# RECORDS start

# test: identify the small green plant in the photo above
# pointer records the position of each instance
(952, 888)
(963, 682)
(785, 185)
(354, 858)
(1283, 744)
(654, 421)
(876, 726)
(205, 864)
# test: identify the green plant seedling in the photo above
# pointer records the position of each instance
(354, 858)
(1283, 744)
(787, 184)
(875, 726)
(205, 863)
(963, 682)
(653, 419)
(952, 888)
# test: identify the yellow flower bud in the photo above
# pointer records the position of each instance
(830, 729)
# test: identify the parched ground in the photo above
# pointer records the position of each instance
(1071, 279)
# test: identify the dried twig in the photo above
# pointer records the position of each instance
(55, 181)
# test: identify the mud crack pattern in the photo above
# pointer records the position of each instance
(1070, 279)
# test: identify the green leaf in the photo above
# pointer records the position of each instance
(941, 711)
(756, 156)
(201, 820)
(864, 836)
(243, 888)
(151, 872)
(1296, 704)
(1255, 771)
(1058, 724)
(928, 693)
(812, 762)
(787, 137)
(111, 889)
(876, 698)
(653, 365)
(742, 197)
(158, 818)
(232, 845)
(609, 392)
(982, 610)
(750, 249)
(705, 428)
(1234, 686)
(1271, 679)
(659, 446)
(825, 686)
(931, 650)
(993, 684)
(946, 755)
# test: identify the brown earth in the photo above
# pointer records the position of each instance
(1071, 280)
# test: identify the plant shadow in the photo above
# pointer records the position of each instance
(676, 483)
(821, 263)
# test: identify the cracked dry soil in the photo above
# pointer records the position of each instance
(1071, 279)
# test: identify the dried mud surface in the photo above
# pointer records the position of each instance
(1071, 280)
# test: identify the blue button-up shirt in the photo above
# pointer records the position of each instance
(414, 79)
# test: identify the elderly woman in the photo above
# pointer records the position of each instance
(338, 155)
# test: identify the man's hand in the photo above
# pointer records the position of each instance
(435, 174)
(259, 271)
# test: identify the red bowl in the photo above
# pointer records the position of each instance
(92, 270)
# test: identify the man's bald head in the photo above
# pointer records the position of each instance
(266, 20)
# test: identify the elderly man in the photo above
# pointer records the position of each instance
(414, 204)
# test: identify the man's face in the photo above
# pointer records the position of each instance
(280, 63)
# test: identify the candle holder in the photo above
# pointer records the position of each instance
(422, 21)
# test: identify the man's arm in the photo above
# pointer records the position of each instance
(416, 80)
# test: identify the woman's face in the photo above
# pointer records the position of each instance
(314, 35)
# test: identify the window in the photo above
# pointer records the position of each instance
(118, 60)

# RECORDS end

**THE REQUEST:** Reproduce only the lines between the line containing "# test: identify the man's bald" and the last line of the records, those two lines included, exactly.

**EXPECTED ANSWER:**
# test: identify the man's bald head in the photo above
# pointer records the position of each instance
(266, 20)
# test: identify the elderly man in the photo above
# pointer records the position of each instance
(414, 204)
# test: identify the man's face in the photo above
# pointer records the position of each instance
(280, 63)
# test: identify the candle holder in the photo above
# pointer records the position of each instance
(422, 21)
# test: identify the man's arm in the photo above
# pointer records the position of each instance
(416, 80)
# test: identify the woman's face in the photo above
# pointer records the position of each instance
(314, 35)
# test: identify the window in the photo above
# pointer records the position of each instance
(118, 60)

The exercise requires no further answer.